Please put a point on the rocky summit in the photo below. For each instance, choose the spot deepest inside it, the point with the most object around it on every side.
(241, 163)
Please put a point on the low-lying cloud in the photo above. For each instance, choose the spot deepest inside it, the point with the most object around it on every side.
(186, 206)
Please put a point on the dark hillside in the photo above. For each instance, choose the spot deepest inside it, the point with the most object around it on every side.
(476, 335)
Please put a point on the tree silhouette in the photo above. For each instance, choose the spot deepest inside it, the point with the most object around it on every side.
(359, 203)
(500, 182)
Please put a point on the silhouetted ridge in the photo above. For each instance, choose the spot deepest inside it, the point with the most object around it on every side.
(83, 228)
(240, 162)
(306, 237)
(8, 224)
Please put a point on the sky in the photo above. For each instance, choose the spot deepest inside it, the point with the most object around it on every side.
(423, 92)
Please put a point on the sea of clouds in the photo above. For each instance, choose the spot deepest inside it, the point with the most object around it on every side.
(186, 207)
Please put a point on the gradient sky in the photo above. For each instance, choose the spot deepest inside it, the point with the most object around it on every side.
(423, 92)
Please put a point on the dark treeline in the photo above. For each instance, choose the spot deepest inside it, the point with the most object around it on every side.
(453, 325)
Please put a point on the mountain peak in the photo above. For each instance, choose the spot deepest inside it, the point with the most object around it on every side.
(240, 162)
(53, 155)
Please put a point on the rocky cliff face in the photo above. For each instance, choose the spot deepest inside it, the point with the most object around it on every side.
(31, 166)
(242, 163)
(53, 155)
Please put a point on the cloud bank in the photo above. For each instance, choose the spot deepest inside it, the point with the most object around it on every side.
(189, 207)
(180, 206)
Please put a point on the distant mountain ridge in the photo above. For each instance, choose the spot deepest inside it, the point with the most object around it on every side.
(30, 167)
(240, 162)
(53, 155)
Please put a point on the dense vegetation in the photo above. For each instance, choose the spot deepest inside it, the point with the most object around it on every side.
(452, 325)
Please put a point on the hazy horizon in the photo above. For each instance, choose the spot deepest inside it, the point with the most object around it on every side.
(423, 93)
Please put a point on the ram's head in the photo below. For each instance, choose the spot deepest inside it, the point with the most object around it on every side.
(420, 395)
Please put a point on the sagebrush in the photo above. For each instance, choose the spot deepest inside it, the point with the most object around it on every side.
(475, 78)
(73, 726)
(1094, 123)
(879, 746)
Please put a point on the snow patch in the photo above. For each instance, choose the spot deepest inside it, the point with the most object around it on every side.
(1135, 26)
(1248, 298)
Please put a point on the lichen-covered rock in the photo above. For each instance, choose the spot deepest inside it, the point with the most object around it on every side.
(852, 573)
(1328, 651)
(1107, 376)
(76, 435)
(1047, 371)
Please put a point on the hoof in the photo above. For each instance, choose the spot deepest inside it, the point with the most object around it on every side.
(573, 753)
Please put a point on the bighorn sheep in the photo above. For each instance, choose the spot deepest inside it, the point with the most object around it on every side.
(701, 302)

--

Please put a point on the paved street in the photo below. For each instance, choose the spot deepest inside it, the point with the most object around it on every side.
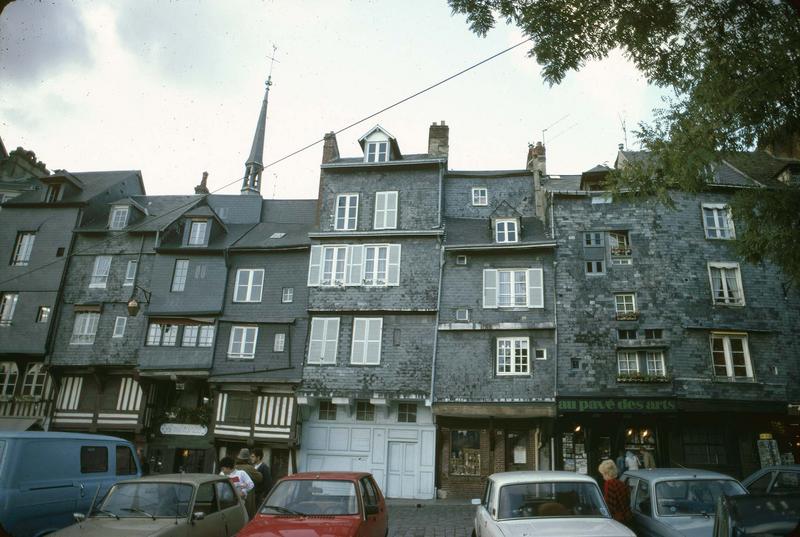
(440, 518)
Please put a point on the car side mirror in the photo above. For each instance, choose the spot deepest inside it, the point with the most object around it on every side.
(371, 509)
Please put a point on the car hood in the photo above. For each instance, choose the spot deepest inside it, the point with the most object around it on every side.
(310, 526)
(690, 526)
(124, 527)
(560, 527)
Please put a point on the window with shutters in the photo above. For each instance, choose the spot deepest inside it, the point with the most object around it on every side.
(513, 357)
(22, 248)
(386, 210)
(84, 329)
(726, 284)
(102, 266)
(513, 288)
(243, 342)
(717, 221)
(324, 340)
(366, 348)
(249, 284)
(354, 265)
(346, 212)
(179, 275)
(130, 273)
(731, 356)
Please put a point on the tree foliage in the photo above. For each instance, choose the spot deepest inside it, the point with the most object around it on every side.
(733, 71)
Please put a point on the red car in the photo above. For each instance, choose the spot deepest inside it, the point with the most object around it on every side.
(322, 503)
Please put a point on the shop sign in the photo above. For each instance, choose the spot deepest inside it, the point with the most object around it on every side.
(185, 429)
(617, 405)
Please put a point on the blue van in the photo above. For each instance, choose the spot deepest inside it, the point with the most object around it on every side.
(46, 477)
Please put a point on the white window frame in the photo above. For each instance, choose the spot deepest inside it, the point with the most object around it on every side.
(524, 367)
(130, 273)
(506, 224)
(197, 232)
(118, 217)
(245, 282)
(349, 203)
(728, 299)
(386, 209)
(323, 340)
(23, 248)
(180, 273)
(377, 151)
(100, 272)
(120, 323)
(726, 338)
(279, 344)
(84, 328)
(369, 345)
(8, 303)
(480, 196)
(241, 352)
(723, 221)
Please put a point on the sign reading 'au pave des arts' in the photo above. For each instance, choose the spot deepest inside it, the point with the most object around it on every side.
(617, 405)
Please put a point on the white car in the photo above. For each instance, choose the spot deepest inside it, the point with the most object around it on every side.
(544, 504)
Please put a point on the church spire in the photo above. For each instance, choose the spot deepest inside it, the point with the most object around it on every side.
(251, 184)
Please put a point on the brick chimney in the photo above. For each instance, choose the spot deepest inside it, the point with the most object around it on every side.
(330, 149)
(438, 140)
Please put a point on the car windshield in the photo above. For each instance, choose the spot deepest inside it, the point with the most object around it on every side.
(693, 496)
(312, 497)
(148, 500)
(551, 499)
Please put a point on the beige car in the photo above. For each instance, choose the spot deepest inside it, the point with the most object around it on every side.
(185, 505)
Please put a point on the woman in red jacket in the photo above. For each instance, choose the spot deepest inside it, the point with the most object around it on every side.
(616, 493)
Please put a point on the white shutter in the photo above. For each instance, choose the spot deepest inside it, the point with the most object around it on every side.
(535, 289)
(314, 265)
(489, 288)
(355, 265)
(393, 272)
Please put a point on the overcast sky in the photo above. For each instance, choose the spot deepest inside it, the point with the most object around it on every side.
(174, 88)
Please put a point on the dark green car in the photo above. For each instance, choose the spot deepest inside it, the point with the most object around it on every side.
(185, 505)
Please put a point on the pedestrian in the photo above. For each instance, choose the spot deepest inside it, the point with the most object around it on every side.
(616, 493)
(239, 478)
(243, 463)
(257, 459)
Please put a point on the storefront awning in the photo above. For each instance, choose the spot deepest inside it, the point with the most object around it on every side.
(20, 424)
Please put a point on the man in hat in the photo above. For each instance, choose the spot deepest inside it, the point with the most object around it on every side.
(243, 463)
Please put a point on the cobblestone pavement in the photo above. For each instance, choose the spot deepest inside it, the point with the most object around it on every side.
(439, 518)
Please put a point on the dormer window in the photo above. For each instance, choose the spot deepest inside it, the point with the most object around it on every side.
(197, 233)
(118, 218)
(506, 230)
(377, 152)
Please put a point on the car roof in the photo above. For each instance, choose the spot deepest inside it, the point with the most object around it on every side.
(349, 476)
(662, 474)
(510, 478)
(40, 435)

...

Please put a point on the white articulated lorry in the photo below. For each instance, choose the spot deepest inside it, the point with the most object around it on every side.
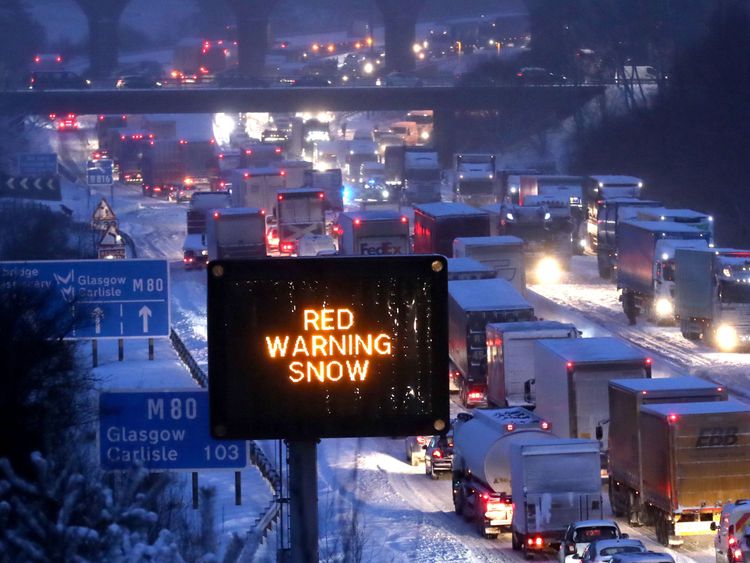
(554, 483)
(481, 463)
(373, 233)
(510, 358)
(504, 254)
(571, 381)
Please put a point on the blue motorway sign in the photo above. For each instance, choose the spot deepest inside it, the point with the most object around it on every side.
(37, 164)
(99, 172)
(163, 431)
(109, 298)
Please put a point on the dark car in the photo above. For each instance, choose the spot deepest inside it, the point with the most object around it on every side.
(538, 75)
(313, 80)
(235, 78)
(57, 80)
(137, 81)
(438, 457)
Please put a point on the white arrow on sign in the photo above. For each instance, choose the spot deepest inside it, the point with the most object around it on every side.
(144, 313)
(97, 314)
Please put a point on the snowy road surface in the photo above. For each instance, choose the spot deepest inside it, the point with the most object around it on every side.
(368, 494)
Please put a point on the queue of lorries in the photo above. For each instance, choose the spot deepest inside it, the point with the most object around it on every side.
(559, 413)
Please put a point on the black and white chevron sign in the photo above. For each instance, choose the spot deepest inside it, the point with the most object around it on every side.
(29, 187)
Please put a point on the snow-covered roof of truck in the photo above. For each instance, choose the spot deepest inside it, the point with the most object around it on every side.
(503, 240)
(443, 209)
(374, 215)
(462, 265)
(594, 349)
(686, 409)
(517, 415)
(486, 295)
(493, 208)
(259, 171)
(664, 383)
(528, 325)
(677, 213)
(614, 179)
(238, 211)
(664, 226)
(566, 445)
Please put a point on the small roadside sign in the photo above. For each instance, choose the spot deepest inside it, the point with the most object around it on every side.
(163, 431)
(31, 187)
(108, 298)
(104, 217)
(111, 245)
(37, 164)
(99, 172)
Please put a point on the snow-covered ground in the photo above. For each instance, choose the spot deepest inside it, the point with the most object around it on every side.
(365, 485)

» What is required
Which lines of the records above contain the word "mountain"? Pull out each of them and copy it in full.

» Solved exercise
Please put a point on the mountain peak in the photo above. For each instance, choose the spot deepest inside it, the point with the most object around it on every side.
Please put a point on the distant mountain ridge in the photo above. For each instance, choose the spot deepest inside it, the point with the most object around it on every side.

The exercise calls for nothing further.